▶ What to work on: Only the lines with "leaf" in the entries below belong in the answer; please copy them.

▶ Data to process:
● ● ●

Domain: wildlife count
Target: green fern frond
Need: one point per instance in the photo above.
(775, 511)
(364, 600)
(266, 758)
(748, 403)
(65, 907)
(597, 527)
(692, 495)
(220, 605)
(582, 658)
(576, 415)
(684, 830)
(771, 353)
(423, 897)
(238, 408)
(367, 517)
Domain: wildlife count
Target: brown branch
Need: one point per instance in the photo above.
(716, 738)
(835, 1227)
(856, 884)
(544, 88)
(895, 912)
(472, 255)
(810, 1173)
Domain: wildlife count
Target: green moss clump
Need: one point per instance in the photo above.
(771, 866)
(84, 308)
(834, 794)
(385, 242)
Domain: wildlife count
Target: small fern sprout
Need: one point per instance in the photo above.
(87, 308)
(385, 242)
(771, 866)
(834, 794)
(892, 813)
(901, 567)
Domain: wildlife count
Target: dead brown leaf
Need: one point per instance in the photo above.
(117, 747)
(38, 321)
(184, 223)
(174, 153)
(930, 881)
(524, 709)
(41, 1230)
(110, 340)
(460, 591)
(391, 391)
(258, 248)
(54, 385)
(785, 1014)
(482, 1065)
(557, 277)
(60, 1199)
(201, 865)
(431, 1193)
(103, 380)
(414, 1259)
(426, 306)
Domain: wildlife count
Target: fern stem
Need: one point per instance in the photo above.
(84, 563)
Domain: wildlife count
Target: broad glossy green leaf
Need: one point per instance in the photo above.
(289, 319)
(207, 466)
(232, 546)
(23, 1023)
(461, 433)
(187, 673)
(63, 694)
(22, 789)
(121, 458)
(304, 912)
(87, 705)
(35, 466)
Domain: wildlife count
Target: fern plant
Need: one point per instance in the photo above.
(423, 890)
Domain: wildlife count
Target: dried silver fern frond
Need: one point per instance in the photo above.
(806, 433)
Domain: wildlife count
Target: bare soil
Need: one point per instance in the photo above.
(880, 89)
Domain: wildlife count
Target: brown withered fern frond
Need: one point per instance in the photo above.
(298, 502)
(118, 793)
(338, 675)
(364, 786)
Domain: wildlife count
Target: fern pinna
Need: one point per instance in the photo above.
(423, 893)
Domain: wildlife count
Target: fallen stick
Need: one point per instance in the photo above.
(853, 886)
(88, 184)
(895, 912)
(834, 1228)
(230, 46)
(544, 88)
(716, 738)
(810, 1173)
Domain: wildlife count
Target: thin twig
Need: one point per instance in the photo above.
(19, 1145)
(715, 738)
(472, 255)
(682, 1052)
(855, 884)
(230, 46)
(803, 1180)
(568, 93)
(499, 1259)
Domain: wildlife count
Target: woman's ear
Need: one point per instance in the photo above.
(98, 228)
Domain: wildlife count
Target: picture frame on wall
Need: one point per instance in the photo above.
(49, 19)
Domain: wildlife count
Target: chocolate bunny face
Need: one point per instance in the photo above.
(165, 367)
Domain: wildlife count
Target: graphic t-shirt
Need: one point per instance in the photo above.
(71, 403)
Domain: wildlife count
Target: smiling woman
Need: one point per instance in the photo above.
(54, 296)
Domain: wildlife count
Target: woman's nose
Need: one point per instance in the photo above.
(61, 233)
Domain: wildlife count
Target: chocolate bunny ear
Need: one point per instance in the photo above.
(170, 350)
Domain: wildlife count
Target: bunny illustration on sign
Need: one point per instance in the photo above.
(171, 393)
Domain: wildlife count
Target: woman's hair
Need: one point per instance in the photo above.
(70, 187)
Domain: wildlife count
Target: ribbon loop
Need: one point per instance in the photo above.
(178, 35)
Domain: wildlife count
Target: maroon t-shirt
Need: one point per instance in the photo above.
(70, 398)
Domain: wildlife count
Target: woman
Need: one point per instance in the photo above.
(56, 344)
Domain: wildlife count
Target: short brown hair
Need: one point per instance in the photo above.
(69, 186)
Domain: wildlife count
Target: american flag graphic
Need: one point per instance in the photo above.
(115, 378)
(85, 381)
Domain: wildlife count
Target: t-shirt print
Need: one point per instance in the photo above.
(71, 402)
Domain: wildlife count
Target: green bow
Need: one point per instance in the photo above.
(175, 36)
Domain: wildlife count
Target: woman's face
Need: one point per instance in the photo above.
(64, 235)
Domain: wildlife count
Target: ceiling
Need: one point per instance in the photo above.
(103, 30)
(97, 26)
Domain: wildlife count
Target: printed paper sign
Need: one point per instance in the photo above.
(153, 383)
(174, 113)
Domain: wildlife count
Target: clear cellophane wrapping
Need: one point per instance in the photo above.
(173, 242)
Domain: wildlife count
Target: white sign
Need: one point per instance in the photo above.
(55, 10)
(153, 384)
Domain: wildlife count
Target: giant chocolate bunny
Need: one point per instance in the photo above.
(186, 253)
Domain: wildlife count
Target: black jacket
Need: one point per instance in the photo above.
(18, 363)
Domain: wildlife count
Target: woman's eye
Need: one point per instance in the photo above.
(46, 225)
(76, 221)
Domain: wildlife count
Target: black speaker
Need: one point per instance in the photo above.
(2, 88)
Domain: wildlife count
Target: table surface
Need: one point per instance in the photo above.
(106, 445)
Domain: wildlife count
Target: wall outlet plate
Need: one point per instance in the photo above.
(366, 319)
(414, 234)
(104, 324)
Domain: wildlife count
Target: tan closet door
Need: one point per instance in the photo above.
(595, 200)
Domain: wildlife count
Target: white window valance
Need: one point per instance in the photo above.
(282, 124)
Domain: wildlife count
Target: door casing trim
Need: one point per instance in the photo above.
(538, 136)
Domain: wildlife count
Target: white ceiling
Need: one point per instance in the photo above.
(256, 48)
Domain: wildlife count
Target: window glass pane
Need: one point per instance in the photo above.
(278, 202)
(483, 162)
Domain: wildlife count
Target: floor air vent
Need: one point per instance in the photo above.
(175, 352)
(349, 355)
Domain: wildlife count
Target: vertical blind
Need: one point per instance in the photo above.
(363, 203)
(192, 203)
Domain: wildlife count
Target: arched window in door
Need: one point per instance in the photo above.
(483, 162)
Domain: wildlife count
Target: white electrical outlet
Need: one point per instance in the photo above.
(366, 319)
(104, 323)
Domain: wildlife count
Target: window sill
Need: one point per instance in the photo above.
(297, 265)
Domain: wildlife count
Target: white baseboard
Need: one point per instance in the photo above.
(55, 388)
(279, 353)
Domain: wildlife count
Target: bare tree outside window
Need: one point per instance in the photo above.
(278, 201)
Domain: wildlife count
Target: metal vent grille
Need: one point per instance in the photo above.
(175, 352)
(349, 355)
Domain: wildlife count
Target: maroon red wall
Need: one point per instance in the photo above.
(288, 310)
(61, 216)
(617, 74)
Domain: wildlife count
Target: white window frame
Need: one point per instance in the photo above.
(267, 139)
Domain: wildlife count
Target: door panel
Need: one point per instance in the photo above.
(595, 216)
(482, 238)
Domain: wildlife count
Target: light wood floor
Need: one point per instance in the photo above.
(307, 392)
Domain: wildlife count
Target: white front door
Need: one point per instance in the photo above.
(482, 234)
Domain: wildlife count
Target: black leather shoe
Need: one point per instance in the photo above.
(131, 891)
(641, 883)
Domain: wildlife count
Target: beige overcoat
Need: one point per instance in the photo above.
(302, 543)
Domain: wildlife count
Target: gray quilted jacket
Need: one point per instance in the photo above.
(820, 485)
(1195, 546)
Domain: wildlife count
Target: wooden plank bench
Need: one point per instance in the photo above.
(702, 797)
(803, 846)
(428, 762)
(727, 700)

● ● ●

▶ Answer to this task:
Target: dead brown leaf
Target: broad glossy green leaf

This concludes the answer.